SOURCE PASSAGE.
Greenhouse gas emissions from food systems harmed environmental sustainability and led to climate change. A sustainable diet is essential for public health through its impact on nutrition directly and on the environment indirectly. Even though a sustainable diet is widely popular in Western countries, the topic is rather new to most Asian countries including Malaysia.
A standard measurement is crucial in evaluating the status of sustainability of diet at the individual level to identify the problems and take actions in achieving sustainability. To fill this gap Nur Fadzlina Zulkefl has conducted a study on “Development and Validation of a Sustainable Diet Index Among Young Adults in a Public University” for her Master of Medical Science Viva Voce. Her study aimed was to develop and validate a Sustainability Diet Index among students in a public university in Malaysia.
The viva voce was Chaired by Professor Dr. Shahrul Bahyah Kamaruzzaman the Deputy Dean of Postgraduate and together in attendance were Professor Dr. Fong Mun Yik the Faculty representative, Professor Dr Victor Hoe the Head of Department, Associate Professor Dr Hazreen Abd Majid the internal examiners and Professor Dr Moy Foong Ming her supervisor.
She has presented her study at the 25th Malaysian Dietitians’ Association National Conference 2019, Kuala Lumpur, 23-24 June 2019 and her paper on “Development and Validation of A Sustainable Diet Index among Malaysian Adults: Protocol” has been accepted for publication in Sains Malaysiana.
Her dissertation is divided into three phases. Phase 1 involved the development of indicators for the Sustainable Diet Index (SDI) based on previous dietary guidelines on a sustainable diet. Phase 2 was on validation of food images from Sustainable Food Record (SFR) android application through relative validity and inter-rater reliability tests. Phase 3 involved the use of food images invalidating the SDI through content validation, Exploratory Factor Analysis (EFA) and Confirmatory Factor Analysis (CFA).

WHAT THE EXERCISE ASKS. Could you reproduce, word for word, the stretch of the sustainable diet index passage from "Greenhouse gas emissions" through "countries including Malaysia."?

INPUT DATA.
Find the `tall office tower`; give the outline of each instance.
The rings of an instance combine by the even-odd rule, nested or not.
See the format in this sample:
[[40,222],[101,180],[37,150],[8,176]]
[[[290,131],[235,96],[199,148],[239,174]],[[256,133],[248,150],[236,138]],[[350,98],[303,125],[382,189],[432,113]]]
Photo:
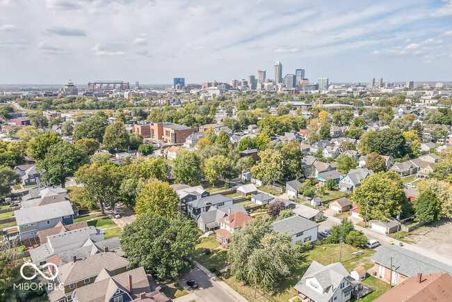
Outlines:
[[254,74],[250,74],[248,76],[248,84],[252,85],[256,84],[256,77]]
[[179,84],[181,86],[185,86],[185,78],[174,78],[172,88],[175,88],[176,85]]
[[284,85],[286,85],[286,88],[289,89],[294,88],[296,85],[295,81],[295,74],[286,74],[286,77],[284,77]]
[[318,90],[321,91],[325,91],[328,90],[330,87],[328,78],[320,78],[318,79]]
[[304,69],[296,69],[295,70],[295,82],[296,85],[298,85],[300,80],[305,79],[305,70]]
[[375,78],[371,79],[371,81],[369,84],[369,86],[372,89],[375,86]]
[[265,70],[257,70],[257,82],[258,83],[264,83],[265,82]]
[[282,64],[279,61],[275,63],[275,83],[282,83]]

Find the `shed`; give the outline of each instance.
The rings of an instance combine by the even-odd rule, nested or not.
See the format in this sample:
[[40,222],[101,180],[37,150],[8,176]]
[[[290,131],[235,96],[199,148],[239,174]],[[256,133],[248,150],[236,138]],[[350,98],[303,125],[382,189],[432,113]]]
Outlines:
[[358,281],[363,280],[366,278],[367,271],[362,265],[355,267],[350,272],[350,276]]

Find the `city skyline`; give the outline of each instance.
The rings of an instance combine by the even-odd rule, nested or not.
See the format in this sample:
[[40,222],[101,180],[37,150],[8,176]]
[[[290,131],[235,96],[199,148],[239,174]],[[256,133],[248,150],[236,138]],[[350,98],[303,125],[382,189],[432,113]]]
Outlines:
[[1,0],[0,83],[230,81],[277,61],[311,82],[452,80],[451,1],[224,4]]

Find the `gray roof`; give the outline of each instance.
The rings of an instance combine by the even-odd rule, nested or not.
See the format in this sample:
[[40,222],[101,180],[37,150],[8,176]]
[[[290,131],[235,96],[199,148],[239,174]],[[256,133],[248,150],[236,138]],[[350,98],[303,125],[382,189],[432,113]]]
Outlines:
[[74,210],[72,209],[72,206],[68,200],[14,211],[14,216],[16,218],[17,225],[37,223],[73,214]]
[[273,223],[273,230],[279,233],[289,231],[289,235],[292,236],[300,232],[305,232],[313,228],[317,228],[318,223],[311,221],[305,218],[294,215]]
[[[348,278],[347,278],[348,277]],[[307,279],[314,278],[322,287],[322,294],[306,285]],[[332,263],[326,267],[313,261],[302,278],[293,287],[316,302],[327,302],[331,300],[339,285],[346,278],[348,282],[350,275],[341,263]],[[353,279],[353,278],[352,278]],[[354,280],[354,279],[353,279]]]
[[187,205],[195,209],[200,209],[207,205],[215,205],[217,203],[225,202],[228,201],[232,201],[232,198],[230,197],[225,196],[222,194],[215,194],[204,197],[203,198],[199,198],[187,202]]
[[452,274],[452,267],[397,246],[383,246],[372,257],[372,261],[384,267],[391,267],[394,271],[408,277],[417,276],[419,271],[427,275],[447,272]]

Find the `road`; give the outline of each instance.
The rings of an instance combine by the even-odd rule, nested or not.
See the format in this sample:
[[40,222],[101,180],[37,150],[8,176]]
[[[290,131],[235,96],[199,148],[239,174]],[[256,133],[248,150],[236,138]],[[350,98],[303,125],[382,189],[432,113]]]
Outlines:
[[[229,287],[229,286],[225,285],[223,281],[218,279],[215,275],[211,273],[209,273],[209,275],[210,276],[207,276],[200,268],[195,267],[179,279],[178,282],[181,286],[183,286],[186,289],[187,288],[186,283],[188,280],[195,280],[197,283],[199,288],[195,290],[187,289],[189,293],[193,293],[196,295],[197,301],[246,301],[243,297],[239,295],[239,294]],[[225,285],[226,286],[225,287]]]

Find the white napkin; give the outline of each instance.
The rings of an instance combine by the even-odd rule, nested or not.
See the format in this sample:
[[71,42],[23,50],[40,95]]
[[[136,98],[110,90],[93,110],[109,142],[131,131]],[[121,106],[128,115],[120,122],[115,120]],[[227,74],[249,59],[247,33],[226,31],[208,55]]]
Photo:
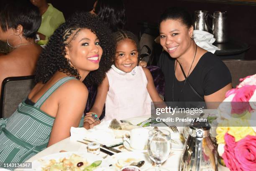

RESPONSE.
Greenhouse gas emissions from food systems harmed environmental sustainability and led to climate change. A sustainable diet is essential for public health through its impact on nutrition directly and on the environment indirectly. Even though a sustainable diet is widely popular in Western countries, the topic is rather new to most Asian countries including Malaysia.